■ Exercise instructions: Only the lines from the one containing "Put a dot on each instance of the refrigerator interior" through the end of the entries are wanted, retyped exactly and without pictures.
── Entries supplied ──
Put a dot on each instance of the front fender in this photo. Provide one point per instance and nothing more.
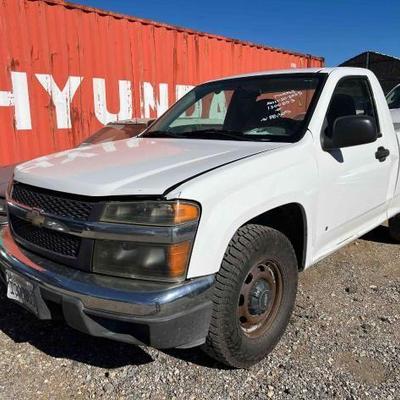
(233, 195)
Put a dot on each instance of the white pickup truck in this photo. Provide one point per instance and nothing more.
(194, 233)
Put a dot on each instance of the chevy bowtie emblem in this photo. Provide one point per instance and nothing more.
(35, 217)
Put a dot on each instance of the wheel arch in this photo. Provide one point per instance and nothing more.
(291, 220)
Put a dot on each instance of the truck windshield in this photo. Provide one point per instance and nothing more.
(265, 108)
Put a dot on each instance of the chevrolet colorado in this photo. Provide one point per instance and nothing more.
(194, 232)
(111, 132)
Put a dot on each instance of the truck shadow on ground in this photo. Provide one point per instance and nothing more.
(58, 340)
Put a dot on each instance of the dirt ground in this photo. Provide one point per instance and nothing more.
(343, 342)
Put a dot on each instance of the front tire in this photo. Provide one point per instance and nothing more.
(394, 228)
(254, 296)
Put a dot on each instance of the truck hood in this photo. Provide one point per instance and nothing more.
(5, 176)
(137, 166)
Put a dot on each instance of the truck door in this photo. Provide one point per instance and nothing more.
(354, 180)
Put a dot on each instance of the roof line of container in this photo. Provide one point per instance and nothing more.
(99, 11)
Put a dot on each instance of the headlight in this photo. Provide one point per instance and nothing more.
(141, 260)
(160, 213)
(156, 260)
(3, 211)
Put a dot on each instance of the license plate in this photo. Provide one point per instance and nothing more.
(21, 291)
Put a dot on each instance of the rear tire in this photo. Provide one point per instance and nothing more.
(394, 228)
(254, 295)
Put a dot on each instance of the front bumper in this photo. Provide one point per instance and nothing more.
(160, 315)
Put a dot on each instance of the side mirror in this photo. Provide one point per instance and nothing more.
(351, 130)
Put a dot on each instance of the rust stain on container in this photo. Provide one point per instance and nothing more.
(65, 70)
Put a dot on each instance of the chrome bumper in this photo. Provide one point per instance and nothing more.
(160, 305)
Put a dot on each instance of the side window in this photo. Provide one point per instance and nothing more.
(352, 96)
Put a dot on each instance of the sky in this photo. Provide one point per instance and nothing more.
(336, 30)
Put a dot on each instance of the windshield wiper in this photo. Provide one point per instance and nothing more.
(158, 134)
(211, 133)
(206, 133)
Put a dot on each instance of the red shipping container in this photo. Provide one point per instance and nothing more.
(65, 70)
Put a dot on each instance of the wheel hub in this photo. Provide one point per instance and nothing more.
(260, 298)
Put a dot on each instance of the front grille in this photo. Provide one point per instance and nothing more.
(51, 202)
(56, 242)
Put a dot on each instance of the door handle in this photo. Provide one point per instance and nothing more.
(381, 154)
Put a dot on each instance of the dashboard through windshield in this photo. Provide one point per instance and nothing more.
(262, 108)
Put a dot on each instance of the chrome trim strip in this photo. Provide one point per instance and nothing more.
(105, 230)
(97, 292)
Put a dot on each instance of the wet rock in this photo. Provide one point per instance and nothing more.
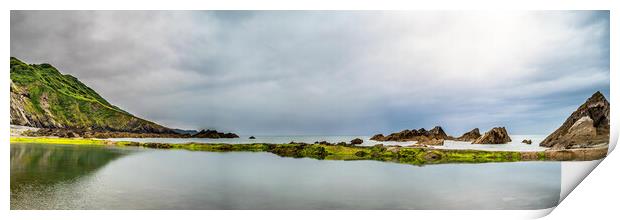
(213, 134)
(361, 153)
(377, 137)
(470, 136)
(430, 141)
(413, 135)
(497, 135)
(357, 141)
(586, 127)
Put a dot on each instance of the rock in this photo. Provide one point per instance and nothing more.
(213, 134)
(470, 136)
(377, 137)
(323, 143)
(357, 141)
(430, 141)
(586, 127)
(413, 135)
(497, 135)
(436, 133)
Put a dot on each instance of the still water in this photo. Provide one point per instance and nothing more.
(90, 177)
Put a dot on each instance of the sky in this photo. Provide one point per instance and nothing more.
(329, 72)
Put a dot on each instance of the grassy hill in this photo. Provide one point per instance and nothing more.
(43, 97)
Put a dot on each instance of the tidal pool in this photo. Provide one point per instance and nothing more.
(45, 176)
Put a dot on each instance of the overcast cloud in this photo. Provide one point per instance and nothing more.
(267, 72)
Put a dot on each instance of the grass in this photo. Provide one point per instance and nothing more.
(48, 95)
(405, 155)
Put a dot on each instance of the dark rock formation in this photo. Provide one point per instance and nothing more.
(377, 137)
(430, 141)
(470, 136)
(357, 141)
(586, 127)
(413, 135)
(497, 135)
(213, 134)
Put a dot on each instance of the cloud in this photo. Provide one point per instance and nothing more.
(329, 72)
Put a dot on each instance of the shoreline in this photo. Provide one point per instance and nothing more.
(418, 156)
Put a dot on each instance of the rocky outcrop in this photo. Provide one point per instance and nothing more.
(588, 126)
(213, 134)
(356, 141)
(430, 141)
(413, 135)
(470, 136)
(497, 135)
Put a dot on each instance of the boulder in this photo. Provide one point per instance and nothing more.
(497, 135)
(588, 126)
(413, 135)
(470, 136)
(430, 141)
(377, 137)
(357, 141)
(213, 134)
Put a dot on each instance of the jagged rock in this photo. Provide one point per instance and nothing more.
(497, 135)
(430, 141)
(377, 137)
(357, 141)
(213, 134)
(586, 127)
(470, 136)
(413, 135)
(437, 133)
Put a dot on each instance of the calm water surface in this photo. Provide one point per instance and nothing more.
(87, 177)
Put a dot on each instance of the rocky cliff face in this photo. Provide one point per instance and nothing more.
(497, 135)
(586, 127)
(470, 136)
(413, 135)
(43, 97)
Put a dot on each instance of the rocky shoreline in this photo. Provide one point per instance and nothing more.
(407, 155)
(588, 126)
(101, 133)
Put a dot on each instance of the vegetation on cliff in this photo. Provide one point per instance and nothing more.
(43, 97)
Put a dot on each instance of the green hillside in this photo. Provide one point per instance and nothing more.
(41, 96)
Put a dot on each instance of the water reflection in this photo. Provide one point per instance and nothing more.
(36, 169)
(80, 177)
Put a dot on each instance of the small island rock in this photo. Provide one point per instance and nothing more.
(497, 135)
(470, 136)
(357, 141)
(588, 126)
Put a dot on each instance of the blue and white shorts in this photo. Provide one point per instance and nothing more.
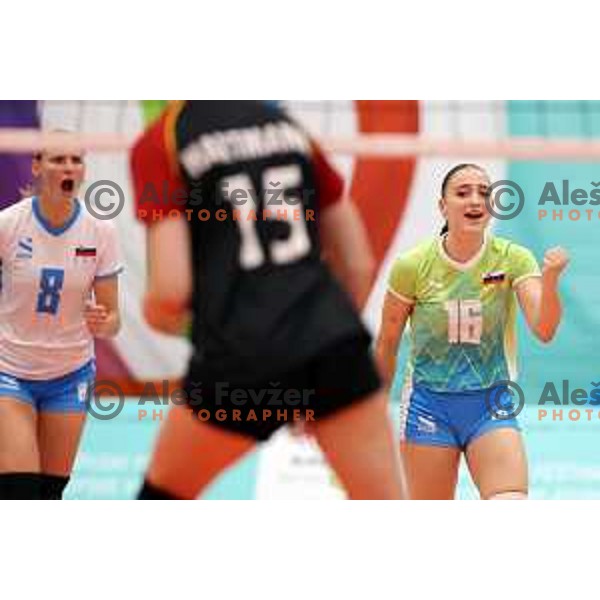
(66, 394)
(453, 419)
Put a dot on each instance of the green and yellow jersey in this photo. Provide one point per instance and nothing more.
(462, 327)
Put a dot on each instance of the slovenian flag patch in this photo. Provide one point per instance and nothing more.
(85, 251)
(494, 277)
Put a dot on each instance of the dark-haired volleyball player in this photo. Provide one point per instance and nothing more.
(58, 290)
(267, 310)
(459, 292)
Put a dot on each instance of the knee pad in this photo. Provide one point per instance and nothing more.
(20, 486)
(152, 492)
(53, 486)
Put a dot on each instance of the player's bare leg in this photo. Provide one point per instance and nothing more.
(432, 471)
(359, 445)
(18, 444)
(189, 454)
(59, 435)
(498, 465)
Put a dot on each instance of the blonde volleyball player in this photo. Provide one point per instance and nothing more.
(58, 290)
(459, 293)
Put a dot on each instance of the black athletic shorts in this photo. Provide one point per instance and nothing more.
(336, 378)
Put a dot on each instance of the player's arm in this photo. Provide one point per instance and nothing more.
(539, 297)
(169, 287)
(394, 316)
(347, 250)
(102, 316)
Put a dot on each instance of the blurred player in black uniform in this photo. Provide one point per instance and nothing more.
(242, 208)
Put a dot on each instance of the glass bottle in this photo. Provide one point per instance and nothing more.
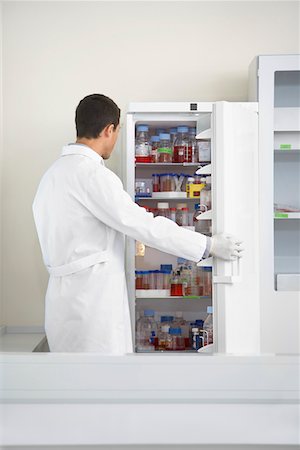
(181, 144)
(164, 149)
(142, 145)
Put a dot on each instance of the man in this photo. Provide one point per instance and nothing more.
(82, 215)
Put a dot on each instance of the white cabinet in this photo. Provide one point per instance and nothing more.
(275, 84)
(233, 131)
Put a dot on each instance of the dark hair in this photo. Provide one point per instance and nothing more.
(94, 113)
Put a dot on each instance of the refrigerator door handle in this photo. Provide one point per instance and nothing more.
(235, 276)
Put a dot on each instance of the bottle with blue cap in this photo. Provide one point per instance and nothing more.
(146, 332)
(193, 154)
(142, 145)
(175, 340)
(208, 325)
(154, 147)
(181, 144)
(164, 149)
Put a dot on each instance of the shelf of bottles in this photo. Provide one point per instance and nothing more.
(172, 179)
(287, 181)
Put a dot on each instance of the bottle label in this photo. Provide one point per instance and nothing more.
(165, 150)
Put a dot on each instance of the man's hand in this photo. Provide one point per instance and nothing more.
(225, 246)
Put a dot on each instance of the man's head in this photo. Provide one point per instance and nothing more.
(97, 123)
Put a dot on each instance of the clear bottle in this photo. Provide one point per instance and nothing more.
(205, 194)
(179, 322)
(155, 182)
(173, 214)
(207, 281)
(176, 285)
(208, 324)
(181, 145)
(193, 145)
(142, 144)
(204, 151)
(190, 180)
(164, 150)
(163, 337)
(201, 226)
(163, 209)
(175, 341)
(154, 148)
(146, 332)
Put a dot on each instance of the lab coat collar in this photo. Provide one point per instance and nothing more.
(81, 149)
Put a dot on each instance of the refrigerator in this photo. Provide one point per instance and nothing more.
(232, 131)
(274, 82)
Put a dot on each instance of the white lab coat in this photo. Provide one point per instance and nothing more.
(82, 213)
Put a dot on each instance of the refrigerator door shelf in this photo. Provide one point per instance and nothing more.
(204, 170)
(207, 215)
(205, 135)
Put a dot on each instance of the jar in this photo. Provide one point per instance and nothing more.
(204, 153)
(173, 214)
(181, 144)
(146, 279)
(162, 337)
(190, 180)
(205, 194)
(155, 182)
(182, 217)
(176, 285)
(154, 148)
(175, 341)
(163, 209)
(166, 278)
(159, 280)
(142, 146)
(138, 279)
(167, 182)
(164, 150)
(152, 279)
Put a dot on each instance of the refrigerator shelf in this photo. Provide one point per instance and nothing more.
(286, 215)
(171, 297)
(166, 198)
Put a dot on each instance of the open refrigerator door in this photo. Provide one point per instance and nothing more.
(235, 211)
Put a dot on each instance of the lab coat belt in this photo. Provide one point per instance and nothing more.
(79, 264)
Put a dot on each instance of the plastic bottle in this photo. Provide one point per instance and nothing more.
(176, 285)
(201, 226)
(142, 145)
(204, 151)
(173, 214)
(190, 180)
(193, 154)
(147, 332)
(163, 337)
(208, 324)
(175, 341)
(155, 182)
(179, 322)
(205, 194)
(181, 144)
(164, 150)
(163, 209)
(154, 147)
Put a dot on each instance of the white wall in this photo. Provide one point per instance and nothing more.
(1, 150)
(56, 53)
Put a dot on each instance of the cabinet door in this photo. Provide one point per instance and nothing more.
(235, 211)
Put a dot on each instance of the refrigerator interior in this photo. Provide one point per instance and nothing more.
(287, 180)
(192, 308)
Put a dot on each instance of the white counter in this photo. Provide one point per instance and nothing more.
(69, 399)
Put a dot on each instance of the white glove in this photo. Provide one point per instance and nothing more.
(226, 246)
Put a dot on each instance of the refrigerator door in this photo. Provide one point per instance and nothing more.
(235, 211)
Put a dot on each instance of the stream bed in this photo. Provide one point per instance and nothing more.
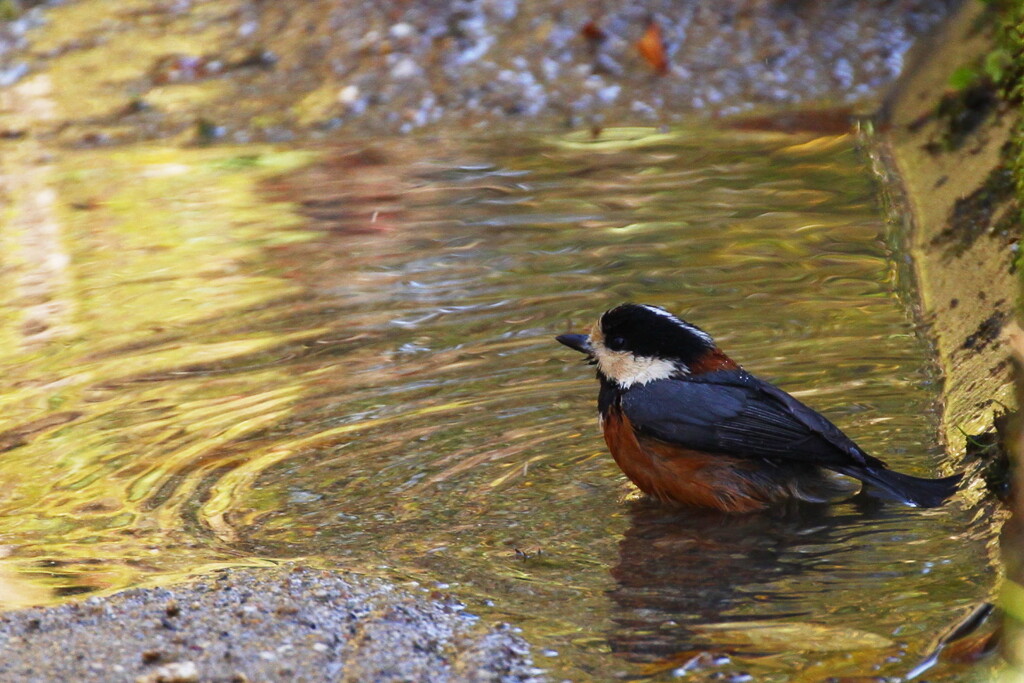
───
■ Solution below:
Put a dot on each instance of the refrigerator interior in this photo. Provide one point per instance and nothing more.
(287, 180)
(192, 308)
Put a dot on each instance of the white counter in this photo. Provide one point per instance and nothing more.
(69, 399)
Put a dot on each instance of the white glove in this photo. Provide one point per instance and nothing more.
(226, 246)
Put a dot on each instance of the refrigerator door in this photo. Provide one point per instance and nothing more.
(235, 211)
Put a dot on each instance of the stream bed in this photo. Provide one point per instance and nothing more.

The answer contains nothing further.